#### Information given:
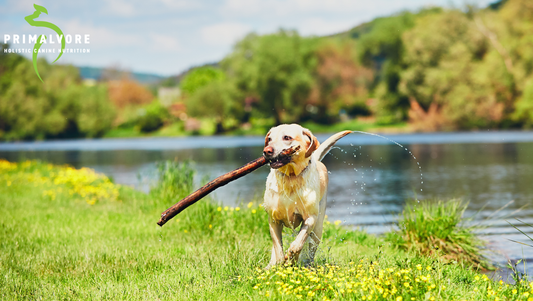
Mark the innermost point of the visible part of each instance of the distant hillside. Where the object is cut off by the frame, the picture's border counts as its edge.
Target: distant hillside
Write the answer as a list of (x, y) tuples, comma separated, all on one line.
[(96, 73)]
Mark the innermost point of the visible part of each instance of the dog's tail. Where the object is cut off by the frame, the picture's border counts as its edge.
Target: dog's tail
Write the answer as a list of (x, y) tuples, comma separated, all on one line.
[(326, 146)]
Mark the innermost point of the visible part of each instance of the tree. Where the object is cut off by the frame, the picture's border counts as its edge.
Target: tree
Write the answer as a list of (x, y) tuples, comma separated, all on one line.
[(340, 83), (458, 70), (277, 70), (200, 77), (219, 100)]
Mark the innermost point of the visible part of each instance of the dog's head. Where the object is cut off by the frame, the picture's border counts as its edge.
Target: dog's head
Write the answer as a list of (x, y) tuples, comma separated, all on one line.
[(287, 136)]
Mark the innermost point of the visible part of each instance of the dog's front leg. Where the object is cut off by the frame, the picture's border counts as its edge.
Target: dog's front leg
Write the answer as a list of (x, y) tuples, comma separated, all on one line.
[(276, 228), (297, 245)]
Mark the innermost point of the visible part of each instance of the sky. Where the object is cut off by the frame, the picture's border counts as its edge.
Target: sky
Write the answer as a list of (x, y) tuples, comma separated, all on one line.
[(166, 37)]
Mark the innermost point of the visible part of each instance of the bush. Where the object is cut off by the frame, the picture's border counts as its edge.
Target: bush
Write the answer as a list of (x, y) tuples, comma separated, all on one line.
[(439, 228), (153, 117)]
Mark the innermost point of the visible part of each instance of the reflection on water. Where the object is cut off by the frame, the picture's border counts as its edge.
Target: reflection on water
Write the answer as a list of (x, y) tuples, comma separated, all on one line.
[(370, 179)]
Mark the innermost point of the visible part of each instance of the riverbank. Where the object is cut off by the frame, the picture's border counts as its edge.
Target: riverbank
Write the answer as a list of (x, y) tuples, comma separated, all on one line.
[(73, 234), (207, 127)]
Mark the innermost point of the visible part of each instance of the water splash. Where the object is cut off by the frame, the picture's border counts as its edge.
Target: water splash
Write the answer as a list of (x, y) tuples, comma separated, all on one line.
[(398, 144)]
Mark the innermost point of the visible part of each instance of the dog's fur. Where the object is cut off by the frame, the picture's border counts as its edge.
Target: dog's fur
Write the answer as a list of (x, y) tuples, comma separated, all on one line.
[(296, 188)]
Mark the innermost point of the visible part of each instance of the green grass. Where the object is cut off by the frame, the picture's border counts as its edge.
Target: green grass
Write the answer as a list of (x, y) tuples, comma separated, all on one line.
[(55, 245), (436, 227)]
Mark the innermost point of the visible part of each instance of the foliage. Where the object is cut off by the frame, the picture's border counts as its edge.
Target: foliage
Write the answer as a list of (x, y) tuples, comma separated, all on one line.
[(200, 77), (60, 107), (379, 279), (276, 70), (439, 228), (152, 117), (340, 83), (114, 250), (124, 92), (218, 99), (61, 182)]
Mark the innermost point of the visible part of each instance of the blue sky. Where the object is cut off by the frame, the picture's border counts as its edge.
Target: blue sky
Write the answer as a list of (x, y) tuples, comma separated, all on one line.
[(166, 37)]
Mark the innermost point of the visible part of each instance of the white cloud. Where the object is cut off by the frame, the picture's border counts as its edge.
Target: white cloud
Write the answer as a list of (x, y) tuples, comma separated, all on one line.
[(119, 8), (223, 34), (164, 43), (321, 26), (17, 6), (102, 36)]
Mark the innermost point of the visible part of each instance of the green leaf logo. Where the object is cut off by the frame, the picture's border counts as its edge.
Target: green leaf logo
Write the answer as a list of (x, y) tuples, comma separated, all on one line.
[(31, 20)]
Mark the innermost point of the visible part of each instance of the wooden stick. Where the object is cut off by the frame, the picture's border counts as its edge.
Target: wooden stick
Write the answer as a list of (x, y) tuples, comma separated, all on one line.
[(214, 184)]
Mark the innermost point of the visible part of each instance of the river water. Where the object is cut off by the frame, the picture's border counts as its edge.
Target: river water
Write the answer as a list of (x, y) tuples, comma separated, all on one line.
[(370, 177)]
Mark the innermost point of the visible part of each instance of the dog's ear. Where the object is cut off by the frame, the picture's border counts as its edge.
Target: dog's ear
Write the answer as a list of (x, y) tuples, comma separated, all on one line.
[(266, 138), (313, 144)]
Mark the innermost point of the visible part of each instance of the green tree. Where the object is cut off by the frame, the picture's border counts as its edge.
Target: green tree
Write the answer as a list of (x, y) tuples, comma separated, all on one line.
[(277, 70), (219, 100), (200, 77), (450, 63), (60, 107)]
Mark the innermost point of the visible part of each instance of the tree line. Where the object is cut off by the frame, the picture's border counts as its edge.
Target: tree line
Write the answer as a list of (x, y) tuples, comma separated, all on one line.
[(439, 69)]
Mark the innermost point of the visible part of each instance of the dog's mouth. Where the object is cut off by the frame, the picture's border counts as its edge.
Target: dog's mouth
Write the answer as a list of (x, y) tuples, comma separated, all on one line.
[(279, 161), (283, 158)]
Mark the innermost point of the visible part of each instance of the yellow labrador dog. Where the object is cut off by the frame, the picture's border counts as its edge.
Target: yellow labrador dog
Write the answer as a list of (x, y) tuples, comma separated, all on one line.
[(296, 188)]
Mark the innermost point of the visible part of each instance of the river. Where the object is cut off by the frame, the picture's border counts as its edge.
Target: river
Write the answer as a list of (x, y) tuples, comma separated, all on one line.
[(370, 177)]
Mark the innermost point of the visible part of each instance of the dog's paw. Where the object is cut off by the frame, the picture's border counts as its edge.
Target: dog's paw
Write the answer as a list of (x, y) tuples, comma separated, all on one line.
[(292, 254)]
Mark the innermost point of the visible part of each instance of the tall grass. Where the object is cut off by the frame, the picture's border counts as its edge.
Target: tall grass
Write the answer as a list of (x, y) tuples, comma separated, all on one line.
[(439, 228), (66, 248)]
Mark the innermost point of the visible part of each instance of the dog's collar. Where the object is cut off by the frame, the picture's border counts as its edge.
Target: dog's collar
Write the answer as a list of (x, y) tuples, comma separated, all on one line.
[(301, 173)]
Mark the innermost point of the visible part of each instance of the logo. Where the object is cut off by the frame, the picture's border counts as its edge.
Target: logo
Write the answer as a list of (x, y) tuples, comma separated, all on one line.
[(42, 38)]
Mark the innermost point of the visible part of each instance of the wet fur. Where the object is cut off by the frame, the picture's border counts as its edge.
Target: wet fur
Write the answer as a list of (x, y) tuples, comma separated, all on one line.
[(295, 194)]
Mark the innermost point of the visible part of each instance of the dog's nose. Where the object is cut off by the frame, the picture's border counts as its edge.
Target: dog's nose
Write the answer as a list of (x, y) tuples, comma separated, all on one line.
[(268, 151)]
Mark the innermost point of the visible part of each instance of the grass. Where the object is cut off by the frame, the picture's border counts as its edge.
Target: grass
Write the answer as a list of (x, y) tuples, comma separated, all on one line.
[(439, 228), (56, 242)]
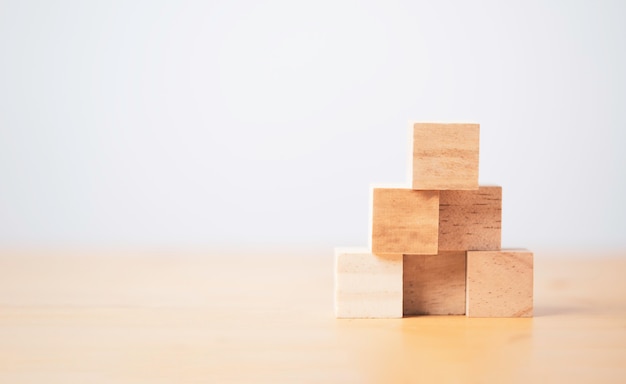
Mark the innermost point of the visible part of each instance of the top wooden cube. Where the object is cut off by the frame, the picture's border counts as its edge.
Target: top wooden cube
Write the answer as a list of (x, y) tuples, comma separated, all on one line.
[(444, 156)]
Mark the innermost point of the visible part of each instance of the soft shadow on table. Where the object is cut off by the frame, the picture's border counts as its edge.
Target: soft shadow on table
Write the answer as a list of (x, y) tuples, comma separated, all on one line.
[(547, 311)]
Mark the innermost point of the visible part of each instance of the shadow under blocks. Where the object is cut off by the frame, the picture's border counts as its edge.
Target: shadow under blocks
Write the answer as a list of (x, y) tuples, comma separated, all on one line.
[(435, 242)]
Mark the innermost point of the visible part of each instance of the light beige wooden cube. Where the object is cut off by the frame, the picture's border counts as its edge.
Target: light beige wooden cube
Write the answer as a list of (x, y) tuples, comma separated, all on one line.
[(434, 284), (404, 221), (499, 283), (470, 220), (367, 285), (444, 156)]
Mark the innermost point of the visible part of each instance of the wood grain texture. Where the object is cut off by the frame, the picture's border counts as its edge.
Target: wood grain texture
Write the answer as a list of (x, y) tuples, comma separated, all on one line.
[(444, 156), (434, 284), (265, 315), (404, 221), (367, 285), (470, 220), (499, 283)]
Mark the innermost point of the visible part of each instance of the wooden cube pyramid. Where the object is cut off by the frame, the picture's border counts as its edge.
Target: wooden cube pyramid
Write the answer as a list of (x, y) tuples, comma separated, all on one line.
[(435, 244)]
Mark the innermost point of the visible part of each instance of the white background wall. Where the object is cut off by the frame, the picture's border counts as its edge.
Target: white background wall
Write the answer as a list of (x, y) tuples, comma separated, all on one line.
[(187, 123)]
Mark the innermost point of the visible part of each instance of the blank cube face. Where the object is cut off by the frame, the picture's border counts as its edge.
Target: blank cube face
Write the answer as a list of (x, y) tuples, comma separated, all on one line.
[(444, 156), (404, 221), (366, 285), (434, 284), (499, 284), (470, 220)]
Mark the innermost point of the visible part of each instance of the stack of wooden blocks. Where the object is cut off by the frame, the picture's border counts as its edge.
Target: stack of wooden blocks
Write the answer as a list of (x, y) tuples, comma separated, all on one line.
[(435, 245)]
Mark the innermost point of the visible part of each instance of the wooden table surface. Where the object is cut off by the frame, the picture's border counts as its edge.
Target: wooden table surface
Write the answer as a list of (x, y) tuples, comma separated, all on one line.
[(266, 316)]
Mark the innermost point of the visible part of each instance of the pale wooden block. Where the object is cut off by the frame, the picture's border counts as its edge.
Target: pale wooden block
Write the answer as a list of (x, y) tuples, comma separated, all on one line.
[(499, 283), (367, 285), (434, 284), (444, 156), (404, 221), (470, 220)]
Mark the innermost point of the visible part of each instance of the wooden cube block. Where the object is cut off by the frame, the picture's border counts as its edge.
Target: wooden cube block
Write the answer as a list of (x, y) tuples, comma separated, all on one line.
[(444, 156), (470, 220), (367, 285), (434, 284), (499, 283), (404, 221)]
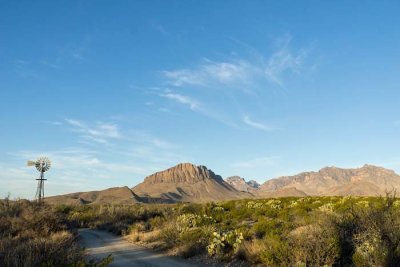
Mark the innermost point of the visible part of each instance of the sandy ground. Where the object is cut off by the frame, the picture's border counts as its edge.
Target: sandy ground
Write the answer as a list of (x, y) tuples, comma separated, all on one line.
[(100, 244)]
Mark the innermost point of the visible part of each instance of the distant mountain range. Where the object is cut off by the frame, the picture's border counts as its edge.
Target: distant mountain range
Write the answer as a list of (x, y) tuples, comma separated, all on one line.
[(186, 182)]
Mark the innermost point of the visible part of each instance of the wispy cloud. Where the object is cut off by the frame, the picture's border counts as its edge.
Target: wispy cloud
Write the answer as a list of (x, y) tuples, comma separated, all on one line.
[(24, 69), (197, 106), (257, 125), (185, 100), (243, 72), (284, 60), (210, 73), (256, 162), (100, 133)]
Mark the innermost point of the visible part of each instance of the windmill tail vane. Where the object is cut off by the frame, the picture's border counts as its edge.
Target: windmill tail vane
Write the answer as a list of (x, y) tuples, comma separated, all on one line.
[(42, 165)]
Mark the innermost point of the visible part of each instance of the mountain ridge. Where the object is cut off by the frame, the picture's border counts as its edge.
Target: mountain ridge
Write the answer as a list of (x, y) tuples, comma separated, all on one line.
[(187, 182)]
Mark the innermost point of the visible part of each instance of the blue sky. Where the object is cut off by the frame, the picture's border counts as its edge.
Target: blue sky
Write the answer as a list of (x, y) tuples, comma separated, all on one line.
[(113, 91)]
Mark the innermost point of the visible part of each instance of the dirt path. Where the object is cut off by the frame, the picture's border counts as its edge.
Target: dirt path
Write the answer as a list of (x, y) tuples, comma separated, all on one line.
[(100, 244)]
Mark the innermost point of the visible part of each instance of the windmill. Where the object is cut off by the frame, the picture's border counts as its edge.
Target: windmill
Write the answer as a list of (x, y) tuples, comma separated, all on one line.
[(42, 165)]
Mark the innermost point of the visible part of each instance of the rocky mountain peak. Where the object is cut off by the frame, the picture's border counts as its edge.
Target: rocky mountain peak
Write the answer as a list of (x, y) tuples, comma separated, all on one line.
[(183, 173), (240, 183)]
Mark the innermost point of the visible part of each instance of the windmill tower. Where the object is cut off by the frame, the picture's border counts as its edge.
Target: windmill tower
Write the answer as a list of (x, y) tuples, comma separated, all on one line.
[(42, 165)]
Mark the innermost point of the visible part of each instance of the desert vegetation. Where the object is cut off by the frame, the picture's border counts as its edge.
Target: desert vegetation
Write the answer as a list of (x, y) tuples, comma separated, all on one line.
[(309, 231), (39, 235)]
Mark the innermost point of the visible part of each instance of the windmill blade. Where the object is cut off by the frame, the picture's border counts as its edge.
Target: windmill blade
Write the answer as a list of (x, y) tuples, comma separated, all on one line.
[(30, 163)]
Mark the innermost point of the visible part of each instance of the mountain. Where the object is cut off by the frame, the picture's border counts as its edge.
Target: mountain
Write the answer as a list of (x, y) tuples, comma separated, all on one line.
[(368, 180), (186, 182), (240, 184), (115, 195)]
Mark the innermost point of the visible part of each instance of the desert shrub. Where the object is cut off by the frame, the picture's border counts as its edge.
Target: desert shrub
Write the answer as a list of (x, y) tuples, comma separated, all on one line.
[(251, 251), (377, 243), (224, 244), (169, 235), (193, 241), (276, 251), (37, 235), (314, 245)]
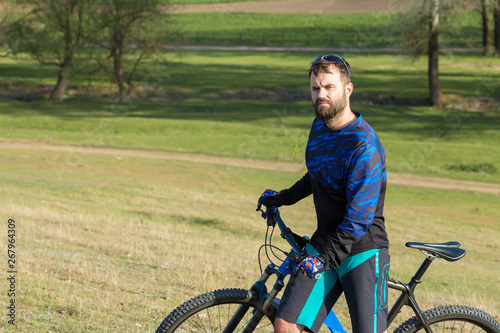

#### Given exercise:
Reproduce the part of the records that opens with the line containing "the dog's nose." and closes with the line containing "[(439, 228), (56, 242)]", substituting "central" for every occurrence of "innermost" and leaving all else unchanged.

#### Solution for this problem:
Mark the central point of the visible part of each instance of the dog's nose. Where the object is cut off by the frame, the picture's border counts as its edge.
Target: dog's nose
Write the answer as a list of (x, y) tuples, comma separated, all on one line.
[(268, 151)]
Mark the central point of the visible part of each instance of the grass. Where the object is cut off by the frame, the picture's border counts as its edge.
Target: grass
Write the answer as a list of (x, y) tuples, comma separated, all on one line.
[(439, 228), (56, 242)]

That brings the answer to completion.